• What is needed
Transcribe precisely those lines of the listing that fall between the line containing "A teaching note to the class: indicate the man's arm" and the last line, inclusive of both.

• Point placement records
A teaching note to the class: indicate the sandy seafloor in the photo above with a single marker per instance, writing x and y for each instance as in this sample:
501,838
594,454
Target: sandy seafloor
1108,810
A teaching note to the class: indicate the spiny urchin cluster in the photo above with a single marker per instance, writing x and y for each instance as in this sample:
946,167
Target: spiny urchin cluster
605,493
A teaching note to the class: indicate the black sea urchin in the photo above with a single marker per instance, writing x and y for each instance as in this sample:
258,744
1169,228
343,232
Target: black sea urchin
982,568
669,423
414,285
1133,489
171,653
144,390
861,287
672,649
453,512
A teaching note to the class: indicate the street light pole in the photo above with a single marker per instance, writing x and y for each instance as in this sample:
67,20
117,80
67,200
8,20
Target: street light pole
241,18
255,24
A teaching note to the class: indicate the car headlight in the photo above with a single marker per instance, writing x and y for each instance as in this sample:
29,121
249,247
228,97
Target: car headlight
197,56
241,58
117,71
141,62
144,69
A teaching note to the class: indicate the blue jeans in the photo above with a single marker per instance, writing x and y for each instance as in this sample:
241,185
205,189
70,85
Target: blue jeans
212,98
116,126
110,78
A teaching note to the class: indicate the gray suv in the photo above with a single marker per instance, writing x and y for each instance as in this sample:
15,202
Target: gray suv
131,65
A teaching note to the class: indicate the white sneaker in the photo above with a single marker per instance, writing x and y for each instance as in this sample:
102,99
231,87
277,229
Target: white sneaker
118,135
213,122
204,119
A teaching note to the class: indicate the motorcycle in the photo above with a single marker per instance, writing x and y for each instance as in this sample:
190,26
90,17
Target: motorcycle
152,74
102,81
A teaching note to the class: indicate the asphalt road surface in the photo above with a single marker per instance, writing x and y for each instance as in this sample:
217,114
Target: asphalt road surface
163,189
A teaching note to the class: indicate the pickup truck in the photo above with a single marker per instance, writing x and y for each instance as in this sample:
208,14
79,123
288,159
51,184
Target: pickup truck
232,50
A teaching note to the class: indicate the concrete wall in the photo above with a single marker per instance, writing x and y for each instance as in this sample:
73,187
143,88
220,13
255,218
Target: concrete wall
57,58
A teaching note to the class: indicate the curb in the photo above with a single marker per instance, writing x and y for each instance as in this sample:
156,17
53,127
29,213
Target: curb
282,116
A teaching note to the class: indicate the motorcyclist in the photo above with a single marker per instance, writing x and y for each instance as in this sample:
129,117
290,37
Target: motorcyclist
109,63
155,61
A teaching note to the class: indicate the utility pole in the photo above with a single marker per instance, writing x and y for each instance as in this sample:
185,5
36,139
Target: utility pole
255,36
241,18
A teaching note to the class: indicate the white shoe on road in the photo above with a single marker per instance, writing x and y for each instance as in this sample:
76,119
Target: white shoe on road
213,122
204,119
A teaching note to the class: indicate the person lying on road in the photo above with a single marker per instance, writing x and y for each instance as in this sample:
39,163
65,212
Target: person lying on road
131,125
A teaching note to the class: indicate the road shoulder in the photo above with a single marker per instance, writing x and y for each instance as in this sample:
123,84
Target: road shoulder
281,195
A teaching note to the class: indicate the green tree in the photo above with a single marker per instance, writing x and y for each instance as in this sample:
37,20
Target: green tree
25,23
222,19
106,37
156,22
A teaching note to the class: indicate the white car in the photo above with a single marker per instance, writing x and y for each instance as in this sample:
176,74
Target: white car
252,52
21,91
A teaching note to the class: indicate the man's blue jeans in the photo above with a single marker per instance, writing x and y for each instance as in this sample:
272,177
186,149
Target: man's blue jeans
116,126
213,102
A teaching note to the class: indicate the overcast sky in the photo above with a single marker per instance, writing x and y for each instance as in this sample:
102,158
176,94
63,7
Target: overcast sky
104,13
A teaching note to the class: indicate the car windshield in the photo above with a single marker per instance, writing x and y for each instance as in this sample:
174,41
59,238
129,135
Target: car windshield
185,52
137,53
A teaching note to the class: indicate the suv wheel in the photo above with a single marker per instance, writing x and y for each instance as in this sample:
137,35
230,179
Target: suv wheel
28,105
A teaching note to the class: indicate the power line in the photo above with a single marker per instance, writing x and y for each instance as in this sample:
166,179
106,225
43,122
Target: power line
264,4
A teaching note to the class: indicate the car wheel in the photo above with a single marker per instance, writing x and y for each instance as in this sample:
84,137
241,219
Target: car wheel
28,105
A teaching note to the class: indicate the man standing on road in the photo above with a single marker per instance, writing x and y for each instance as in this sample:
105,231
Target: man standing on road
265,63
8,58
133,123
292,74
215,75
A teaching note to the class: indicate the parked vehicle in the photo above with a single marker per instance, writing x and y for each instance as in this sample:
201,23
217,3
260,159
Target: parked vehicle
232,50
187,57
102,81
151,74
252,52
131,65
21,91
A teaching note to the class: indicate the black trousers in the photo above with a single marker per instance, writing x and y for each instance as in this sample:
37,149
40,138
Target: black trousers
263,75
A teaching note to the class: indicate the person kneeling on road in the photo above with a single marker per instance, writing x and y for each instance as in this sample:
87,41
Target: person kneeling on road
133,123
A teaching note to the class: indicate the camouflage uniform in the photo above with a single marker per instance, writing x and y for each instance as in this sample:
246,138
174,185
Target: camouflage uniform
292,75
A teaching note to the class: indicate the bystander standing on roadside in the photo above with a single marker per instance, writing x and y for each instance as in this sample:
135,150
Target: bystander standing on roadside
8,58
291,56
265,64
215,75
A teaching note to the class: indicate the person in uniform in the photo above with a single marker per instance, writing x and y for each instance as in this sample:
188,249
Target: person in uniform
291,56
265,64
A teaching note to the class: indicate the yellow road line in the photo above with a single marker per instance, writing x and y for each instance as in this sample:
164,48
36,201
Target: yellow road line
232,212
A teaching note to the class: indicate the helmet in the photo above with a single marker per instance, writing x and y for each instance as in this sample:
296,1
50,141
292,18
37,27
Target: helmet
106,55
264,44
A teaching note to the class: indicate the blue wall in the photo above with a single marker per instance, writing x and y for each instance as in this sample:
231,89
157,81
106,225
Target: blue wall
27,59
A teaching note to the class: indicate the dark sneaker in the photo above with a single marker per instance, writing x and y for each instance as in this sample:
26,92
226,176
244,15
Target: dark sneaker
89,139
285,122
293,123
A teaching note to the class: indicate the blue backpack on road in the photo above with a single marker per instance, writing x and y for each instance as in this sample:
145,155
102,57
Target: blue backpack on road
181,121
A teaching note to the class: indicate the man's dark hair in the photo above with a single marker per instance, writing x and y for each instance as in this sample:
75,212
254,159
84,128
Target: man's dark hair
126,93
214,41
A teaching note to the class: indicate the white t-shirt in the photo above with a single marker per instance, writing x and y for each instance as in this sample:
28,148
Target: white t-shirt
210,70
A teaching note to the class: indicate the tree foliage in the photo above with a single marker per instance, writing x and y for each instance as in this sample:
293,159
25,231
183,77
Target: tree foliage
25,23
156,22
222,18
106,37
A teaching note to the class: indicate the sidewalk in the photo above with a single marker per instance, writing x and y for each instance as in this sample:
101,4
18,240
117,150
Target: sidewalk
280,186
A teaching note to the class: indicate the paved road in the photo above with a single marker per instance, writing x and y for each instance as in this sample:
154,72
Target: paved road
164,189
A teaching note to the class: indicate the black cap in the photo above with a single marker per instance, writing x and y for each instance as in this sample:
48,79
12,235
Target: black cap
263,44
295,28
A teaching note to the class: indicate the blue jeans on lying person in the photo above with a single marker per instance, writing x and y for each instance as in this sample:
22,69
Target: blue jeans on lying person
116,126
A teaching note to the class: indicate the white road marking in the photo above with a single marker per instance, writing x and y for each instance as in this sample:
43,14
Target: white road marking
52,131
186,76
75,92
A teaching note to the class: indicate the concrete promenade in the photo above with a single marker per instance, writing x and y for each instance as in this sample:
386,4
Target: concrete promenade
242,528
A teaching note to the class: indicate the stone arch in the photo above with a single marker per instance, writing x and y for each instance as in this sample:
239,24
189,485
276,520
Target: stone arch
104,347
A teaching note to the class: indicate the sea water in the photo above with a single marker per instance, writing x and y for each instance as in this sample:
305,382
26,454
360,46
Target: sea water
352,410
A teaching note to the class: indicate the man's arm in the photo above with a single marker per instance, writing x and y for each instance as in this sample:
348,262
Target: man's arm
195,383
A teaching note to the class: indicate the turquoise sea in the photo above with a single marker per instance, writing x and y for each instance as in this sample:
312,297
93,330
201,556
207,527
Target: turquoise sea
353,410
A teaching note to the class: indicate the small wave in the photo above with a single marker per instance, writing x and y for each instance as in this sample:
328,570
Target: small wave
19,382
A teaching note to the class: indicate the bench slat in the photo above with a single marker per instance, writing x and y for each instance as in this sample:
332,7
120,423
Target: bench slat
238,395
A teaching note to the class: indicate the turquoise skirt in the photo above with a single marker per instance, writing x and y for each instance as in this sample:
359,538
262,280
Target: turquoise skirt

• Correct output
A teaching note to the class: indicate the man's arm in the photo above with a single marker per instance, writing x and y for each instance as in this sample:
348,262
Target: man's arm
195,383
A teaching note to the class: indicate the turquoise sea in the photo above with a single marker per instance, writing x and y for each instance as in this sample:
312,297
93,330
201,556
207,527
Target: turquoise sea
353,410
A teaching note to the class: indicate the small wave in the photo above with a single marker per instance, writing x and y for each instance as in this sample:
328,570
Target: small wave
19,382
A teaching note to the class: indicate the bench slat in the photo above with a single marker per instance, writing x and y for each instance as in this sample:
332,7
120,423
Target: bench slat
238,395
A teaching note to the class: indicate the turquoise skirt in the photo above with a single marker per instance, writing x and y for each instance as in this sample:
359,538
262,280
Target: turquoise skirt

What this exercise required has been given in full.